> [Problem details]: Transcribe only what runs from the line containing "of the pale" through the final line below, exactly, and leave every picture out.

--- Data shown Enclosed Below ---

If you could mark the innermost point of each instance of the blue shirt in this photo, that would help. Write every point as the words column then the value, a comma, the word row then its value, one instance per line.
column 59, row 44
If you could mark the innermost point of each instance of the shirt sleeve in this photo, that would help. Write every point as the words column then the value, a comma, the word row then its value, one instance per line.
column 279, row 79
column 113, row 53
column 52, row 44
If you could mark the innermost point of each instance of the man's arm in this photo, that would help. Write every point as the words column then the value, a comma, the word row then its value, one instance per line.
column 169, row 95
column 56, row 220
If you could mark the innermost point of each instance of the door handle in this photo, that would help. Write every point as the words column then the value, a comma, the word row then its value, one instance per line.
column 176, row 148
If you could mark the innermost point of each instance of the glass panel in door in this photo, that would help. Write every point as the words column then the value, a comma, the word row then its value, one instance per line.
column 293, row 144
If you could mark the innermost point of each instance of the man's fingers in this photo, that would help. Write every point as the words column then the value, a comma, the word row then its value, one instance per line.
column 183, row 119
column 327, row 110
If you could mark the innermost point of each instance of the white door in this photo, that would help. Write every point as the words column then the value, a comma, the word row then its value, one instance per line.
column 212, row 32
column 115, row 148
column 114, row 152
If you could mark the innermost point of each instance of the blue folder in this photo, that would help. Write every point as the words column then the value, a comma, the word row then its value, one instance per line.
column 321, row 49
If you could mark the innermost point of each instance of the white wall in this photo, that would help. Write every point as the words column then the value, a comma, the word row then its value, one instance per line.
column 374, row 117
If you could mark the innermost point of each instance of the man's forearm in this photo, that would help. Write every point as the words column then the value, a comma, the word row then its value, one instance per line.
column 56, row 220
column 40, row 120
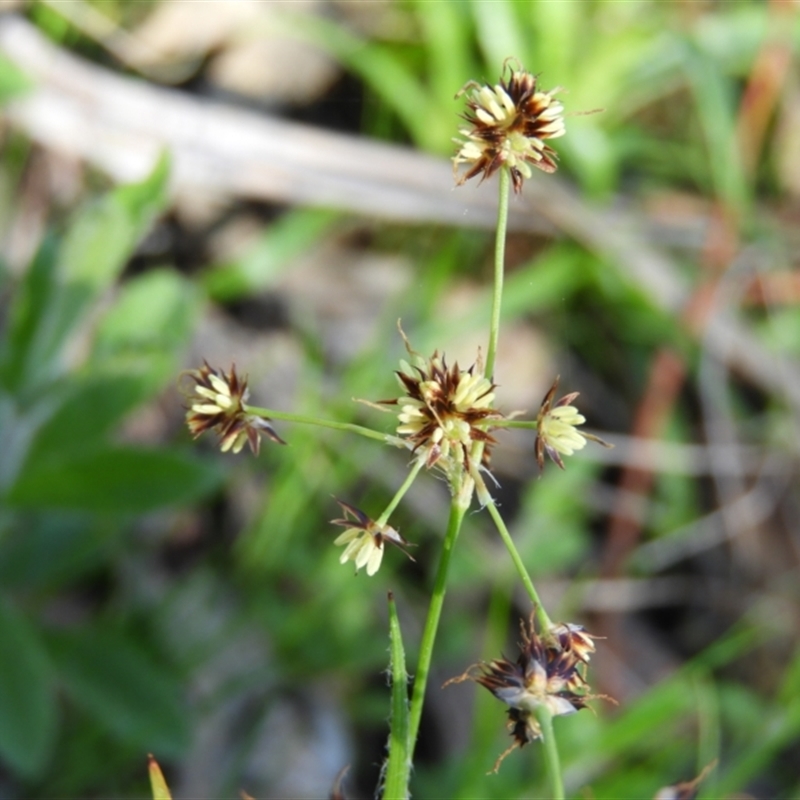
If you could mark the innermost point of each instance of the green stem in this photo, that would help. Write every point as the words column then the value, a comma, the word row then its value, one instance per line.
column 457, row 512
column 541, row 614
column 302, row 419
column 499, row 267
column 551, row 753
column 418, row 464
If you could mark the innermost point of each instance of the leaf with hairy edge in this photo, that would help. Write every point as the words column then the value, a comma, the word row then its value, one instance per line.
column 399, row 767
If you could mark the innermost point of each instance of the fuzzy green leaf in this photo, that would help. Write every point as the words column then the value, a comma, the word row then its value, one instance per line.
column 114, row 480
column 28, row 715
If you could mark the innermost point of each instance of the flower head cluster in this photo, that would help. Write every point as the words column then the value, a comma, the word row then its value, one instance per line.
column 217, row 402
column 445, row 411
column 549, row 672
column 365, row 539
column 556, row 427
column 509, row 123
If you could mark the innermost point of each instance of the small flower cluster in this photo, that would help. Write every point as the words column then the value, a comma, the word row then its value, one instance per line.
column 549, row 672
column 556, row 426
column 217, row 402
column 509, row 123
column 365, row 539
column 444, row 413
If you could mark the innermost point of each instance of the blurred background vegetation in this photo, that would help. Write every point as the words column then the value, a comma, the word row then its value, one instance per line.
column 158, row 597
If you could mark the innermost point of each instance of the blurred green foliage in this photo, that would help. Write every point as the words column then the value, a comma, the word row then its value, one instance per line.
column 99, row 665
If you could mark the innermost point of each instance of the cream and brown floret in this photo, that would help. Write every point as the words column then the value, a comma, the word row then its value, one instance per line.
column 217, row 402
column 549, row 672
column 557, row 428
column 364, row 539
column 508, row 126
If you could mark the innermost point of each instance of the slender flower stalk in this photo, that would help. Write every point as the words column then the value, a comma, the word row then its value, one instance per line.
column 545, row 718
column 499, row 271
column 303, row 419
column 541, row 614
column 457, row 512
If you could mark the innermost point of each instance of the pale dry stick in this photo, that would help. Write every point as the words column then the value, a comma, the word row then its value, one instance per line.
column 718, row 414
column 710, row 530
column 679, row 458
column 121, row 125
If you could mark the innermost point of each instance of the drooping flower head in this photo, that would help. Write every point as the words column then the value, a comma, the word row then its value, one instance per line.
column 365, row 539
column 549, row 672
column 508, row 126
column 445, row 410
column 217, row 402
column 556, row 428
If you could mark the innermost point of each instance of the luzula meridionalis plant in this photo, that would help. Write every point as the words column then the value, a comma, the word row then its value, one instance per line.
column 445, row 418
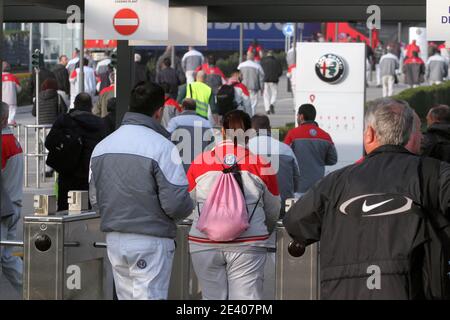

--- End of Enclosed Data shown ---

> [Task answer]:
If you could mark the innermost point of each instance of the pale dry stick in this photo, that would help. Write every point as the words column then the value, a comma, the word row then its value, one instance per line.
column 718, row 414
column 710, row 530
column 679, row 458
column 121, row 125
If you could mark the innermost point of each instance of the drooping flower head in this photo, that would help. Write every point as the words column then the value, a comma, the word row then its value, one instance per line.
column 365, row 539
column 549, row 672
column 508, row 126
column 445, row 410
column 217, row 402
column 556, row 428
If you could mark the innermost point of each instance of the luzula meridionalis plant in this photo, that would help. Write every point as the words column then the value, a comma, the word row then its value, one instance per line.
column 445, row 418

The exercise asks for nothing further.